◆ **Objective**:
Rewrite the material between the lines holding "of the doorway" and "x=380, y=169", inclusive, as a two-column CSV with headers text and answer. Give one row for each text and the answer that follows it, with every field quoted and line breaks turned into spaces.

========================================================================

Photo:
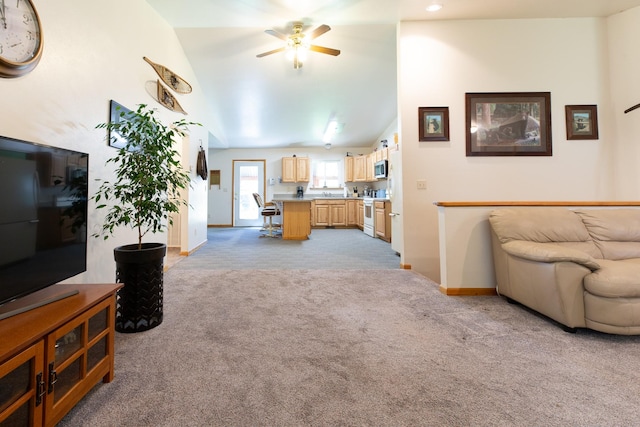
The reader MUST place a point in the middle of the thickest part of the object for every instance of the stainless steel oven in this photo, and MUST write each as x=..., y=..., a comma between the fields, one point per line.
x=369, y=217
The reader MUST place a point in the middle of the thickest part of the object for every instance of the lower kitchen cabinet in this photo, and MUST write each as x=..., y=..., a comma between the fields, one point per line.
x=383, y=220
x=329, y=213
x=51, y=356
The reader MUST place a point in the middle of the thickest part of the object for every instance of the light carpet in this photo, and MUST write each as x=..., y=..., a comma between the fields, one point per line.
x=357, y=348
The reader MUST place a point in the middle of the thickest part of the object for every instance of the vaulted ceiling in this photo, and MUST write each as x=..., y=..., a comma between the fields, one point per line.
x=266, y=103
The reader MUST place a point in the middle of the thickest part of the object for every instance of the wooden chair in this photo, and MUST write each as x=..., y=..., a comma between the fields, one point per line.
x=268, y=210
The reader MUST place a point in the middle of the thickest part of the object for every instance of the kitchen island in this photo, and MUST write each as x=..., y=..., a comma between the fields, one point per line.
x=296, y=217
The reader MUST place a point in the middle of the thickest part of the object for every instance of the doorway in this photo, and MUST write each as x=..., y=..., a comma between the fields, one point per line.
x=248, y=178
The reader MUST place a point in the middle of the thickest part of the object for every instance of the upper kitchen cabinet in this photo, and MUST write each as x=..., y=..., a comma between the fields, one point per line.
x=295, y=169
x=348, y=169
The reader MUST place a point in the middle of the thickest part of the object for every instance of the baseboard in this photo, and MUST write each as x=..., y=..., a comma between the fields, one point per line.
x=187, y=253
x=468, y=291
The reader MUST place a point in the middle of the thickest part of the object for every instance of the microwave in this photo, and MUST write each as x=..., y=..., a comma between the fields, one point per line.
x=380, y=169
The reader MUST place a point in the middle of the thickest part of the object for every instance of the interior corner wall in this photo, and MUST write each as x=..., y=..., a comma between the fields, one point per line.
x=93, y=53
x=624, y=66
x=440, y=61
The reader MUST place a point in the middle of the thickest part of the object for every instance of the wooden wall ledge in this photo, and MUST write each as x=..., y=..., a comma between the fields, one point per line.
x=529, y=203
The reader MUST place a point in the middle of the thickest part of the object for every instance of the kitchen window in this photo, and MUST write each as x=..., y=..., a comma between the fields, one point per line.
x=326, y=174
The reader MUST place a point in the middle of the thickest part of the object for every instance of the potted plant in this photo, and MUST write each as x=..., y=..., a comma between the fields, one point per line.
x=144, y=193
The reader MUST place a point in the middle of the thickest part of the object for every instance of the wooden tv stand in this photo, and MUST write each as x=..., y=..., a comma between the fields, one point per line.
x=51, y=356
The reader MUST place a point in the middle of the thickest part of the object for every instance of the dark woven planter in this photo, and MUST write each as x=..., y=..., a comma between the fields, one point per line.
x=139, y=301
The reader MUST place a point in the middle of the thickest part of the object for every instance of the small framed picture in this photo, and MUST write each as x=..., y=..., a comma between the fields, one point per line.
x=433, y=123
x=117, y=114
x=582, y=121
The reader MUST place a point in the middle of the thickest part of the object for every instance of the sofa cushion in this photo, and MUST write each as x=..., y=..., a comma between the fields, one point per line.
x=543, y=225
x=616, y=232
x=615, y=279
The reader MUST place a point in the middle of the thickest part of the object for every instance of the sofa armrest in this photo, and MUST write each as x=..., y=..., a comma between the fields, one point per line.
x=545, y=252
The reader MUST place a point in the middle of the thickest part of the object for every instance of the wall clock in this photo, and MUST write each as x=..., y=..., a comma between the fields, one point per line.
x=20, y=37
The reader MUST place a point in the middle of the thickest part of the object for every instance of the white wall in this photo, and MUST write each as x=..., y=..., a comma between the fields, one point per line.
x=624, y=67
x=93, y=53
x=440, y=61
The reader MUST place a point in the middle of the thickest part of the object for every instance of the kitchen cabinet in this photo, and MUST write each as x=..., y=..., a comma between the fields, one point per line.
x=296, y=220
x=348, y=169
x=51, y=356
x=296, y=169
x=352, y=212
x=360, y=169
x=383, y=220
x=329, y=213
x=370, y=162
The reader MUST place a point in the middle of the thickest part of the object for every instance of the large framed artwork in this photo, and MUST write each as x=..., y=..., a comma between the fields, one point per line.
x=508, y=124
x=433, y=123
x=582, y=121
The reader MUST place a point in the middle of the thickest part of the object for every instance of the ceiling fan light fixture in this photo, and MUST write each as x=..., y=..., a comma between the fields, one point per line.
x=329, y=133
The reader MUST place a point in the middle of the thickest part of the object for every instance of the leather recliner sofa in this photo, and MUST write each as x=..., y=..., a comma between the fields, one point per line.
x=579, y=267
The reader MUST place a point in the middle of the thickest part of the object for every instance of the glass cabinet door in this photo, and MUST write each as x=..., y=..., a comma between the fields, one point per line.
x=22, y=387
x=79, y=348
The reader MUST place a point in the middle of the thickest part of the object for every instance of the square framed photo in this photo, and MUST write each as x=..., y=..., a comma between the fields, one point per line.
x=117, y=114
x=433, y=123
x=582, y=121
x=508, y=124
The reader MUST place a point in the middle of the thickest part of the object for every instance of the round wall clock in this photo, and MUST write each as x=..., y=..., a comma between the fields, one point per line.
x=20, y=37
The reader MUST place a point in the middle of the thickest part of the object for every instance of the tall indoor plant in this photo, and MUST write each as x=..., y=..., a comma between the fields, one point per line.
x=145, y=191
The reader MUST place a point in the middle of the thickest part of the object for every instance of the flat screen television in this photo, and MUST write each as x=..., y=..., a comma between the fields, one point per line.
x=43, y=211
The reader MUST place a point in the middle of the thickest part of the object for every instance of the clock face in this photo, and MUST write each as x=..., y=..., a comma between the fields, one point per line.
x=20, y=37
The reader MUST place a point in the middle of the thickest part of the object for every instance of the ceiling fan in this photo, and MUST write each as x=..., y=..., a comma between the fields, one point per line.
x=297, y=43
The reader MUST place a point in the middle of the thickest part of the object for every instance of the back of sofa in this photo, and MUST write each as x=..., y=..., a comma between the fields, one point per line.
x=616, y=232
x=553, y=225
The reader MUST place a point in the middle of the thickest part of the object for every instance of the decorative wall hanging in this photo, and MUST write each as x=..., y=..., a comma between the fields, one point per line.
x=117, y=114
x=168, y=100
x=433, y=123
x=170, y=78
x=508, y=124
x=582, y=121
x=201, y=164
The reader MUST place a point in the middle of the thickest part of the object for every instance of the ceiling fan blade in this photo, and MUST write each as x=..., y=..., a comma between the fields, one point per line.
x=274, y=33
x=318, y=31
x=327, y=50
x=280, y=49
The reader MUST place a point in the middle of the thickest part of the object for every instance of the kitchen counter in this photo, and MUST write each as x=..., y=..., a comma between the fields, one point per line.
x=296, y=217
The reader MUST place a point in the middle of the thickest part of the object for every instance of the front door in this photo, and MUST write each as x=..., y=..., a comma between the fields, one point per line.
x=248, y=178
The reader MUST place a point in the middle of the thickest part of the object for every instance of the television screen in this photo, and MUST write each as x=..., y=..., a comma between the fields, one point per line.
x=43, y=211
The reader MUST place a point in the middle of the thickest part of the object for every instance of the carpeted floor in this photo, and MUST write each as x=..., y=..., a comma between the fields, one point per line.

========================================================================

◆ **Task answer**:
text,answer
"The reader MUST place a point in the middle of the thickest part of the object for every instance of the doorway in this photo, and MUST write each as x=..., y=..., a comma between the fields, one point per line.","x=248, y=178"
"The reader MUST place a point in the middle of the thickest part of the object for every instance of the upper kitchen cabinet in this photo, and MUST write each as x=..., y=..., a comma between the fields, one point per line.","x=295, y=169 x=348, y=169"
"The reader MUST place a point in the middle of the thickest part of the object for every instance of the baseboard in this photo, and MUST write each as x=..., y=..., a comma between the fields, one point per line.","x=187, y=253 x=468, y=291"
"The reader MUST place a point in the middle of the thickest part of the object for every instance of the microwave in this photo, and MUST write each as x=..., y=..., a comma between the fields, one point per line.","x=380, y=169"